También sé que escucho un podcast patrocinado por Seagram's (comienza con ese sonido agradable del hielo picando contra la copa y de la ginebra derramada dentro, fresquísima), que el verano se inaugura cada año con el anuncio de Estrella Damm y que los influencers supuestamente de moda se matan por compartir stories con su merchandising, que les digo a las amigas de quedar para tomar una birra, aunque sé, y saben, que pediré un agua con gas. Sé que cuando mi abuelo me ve después de mucho tiempo, me propone abrir una botella de vino bueno para festejar mi regreso.

Consigna 1 – Transcribe de forma literal el fragmento del texto sobre el alcohol en la vida cotidiana que empieza con "También sé que" y sigue hasta "festejar mi regreso.".
Consigna 2 – Escribe la continuación del texto sobre el alcohol en la vida cotidiana a partir de su última oración.

Datos sin procesar –
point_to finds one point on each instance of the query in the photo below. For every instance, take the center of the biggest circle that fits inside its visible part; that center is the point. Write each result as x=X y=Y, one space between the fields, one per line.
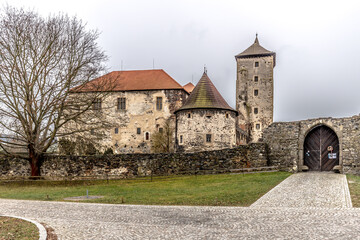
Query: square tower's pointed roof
x=255 y=50
x=205 y=95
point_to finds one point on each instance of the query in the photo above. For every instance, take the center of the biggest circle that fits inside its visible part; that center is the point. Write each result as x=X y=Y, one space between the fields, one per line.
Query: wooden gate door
x=321 y=149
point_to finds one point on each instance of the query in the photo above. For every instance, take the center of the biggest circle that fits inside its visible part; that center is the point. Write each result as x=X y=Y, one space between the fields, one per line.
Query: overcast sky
x=317 y=44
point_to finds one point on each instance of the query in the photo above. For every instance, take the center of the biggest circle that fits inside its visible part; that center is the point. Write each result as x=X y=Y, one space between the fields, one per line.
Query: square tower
x=255 y=89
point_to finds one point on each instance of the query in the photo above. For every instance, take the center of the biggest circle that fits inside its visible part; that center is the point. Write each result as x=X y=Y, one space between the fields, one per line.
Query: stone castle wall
x=286 y=142
x=193 y=126
x=141 y=113
x=132 y=165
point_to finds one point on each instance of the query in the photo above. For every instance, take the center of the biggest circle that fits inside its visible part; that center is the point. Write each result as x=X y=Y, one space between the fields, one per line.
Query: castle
x=144 y=103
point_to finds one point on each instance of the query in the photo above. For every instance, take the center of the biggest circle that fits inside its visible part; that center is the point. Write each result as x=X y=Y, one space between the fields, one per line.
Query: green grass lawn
x=213 y=190
x=354 y=187
x=13 y=228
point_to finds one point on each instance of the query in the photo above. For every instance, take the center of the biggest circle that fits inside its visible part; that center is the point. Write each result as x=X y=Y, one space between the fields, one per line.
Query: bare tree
x=42 y=60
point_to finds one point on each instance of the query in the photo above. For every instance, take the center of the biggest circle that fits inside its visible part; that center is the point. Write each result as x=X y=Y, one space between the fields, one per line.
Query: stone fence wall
x=132 y=165
x=286 y=141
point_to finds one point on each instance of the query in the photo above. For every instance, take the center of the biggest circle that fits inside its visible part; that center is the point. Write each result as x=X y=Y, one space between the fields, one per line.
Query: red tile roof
x=189 y=87
x=130 y=81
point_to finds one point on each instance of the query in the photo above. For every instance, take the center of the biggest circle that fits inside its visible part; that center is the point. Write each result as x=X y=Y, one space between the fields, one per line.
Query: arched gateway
x=321 y=149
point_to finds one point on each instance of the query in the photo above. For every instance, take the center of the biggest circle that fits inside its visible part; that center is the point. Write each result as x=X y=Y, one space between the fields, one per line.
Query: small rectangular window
x=97 y=104
x=158 y=103
x=121 y=105
x=208 y=137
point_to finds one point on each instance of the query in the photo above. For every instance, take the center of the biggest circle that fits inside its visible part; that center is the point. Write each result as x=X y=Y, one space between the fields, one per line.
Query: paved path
x=105 y=221
x=310 y=189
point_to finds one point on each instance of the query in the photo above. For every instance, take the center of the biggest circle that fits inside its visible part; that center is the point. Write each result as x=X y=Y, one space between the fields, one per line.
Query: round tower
x=205 y=121
x=255 y=89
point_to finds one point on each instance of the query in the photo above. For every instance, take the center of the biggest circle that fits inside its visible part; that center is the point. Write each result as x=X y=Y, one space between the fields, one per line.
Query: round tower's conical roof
x=255 y=50
x=205 y=96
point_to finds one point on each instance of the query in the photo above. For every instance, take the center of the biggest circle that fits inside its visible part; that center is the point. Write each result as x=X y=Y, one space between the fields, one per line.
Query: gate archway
x=321 y=149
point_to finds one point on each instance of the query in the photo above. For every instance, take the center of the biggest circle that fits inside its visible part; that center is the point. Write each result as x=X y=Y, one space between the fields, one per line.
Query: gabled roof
x=131 y=81
x=255 y=50
x=205 y=96
x=189 y=87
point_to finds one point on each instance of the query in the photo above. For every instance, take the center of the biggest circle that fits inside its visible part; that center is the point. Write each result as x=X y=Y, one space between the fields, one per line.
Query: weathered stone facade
x=138 y=106
x=140 y=119
x=254 y=90
x=286 y=142
x=132 y=165
x=195 y=125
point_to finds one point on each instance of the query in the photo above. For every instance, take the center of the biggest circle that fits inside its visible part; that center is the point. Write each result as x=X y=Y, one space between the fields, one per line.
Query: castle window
x=121 y=104
x=208 y=137
x=158 y=103
x=97 y=104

Respuesta escrita 1 –
También sé que escucho un podcast patrocinado por Seagram's (comienza con ese sonido agradable del hielo picando contra la copa y de la ginebra derramada dentro, fresquísima), que el verano se inaugura cada año con el anuncio de Estrella Damm y que los influencers supuestamente de moda se matan por compartir stories con su merchandising, que les digo a las amigas de quedar para tomar una birra, aunque sé, y saben, que pediré un agua con gas. Sé que cuando mi abuelo me ve después de mucho tiempo, me propone abrir una botella de vino bueno para festejar mi regreso.

Respuesta escrita 2 –
Está muy bien que el gobierno municipal y el dinero público no contribuyan a ello. El dinero público no debería ir a ninguna parte que fomentara la destrucción, pero entonces habría que hablar de qué entendemos por destrucción. Porque con el alcohol pasa, como pasa con todo, que trabaja con la destrucción tenue, la que es inapreciable: la que narra Leslie Jamison en su libro, o la mía, también, cuando decido beber sabiendo que me hará daño. ¿Por qué? Entonces uno se pregunta qué sería de su vida si el alcohol no hubiera entrado nunca: cómo entendería el ocio, qué imagen tendría la felicidad, qué significa descansar, trabajar, si soportaría jornadas laborales maratonianas sin ningún premio de consolación al anochecer, en forma de lata, de copa de vino. ¿De qué sería capaz? ¿Cuántas cosas podría hacer? ¿Qué otra vida estaría escribiendo?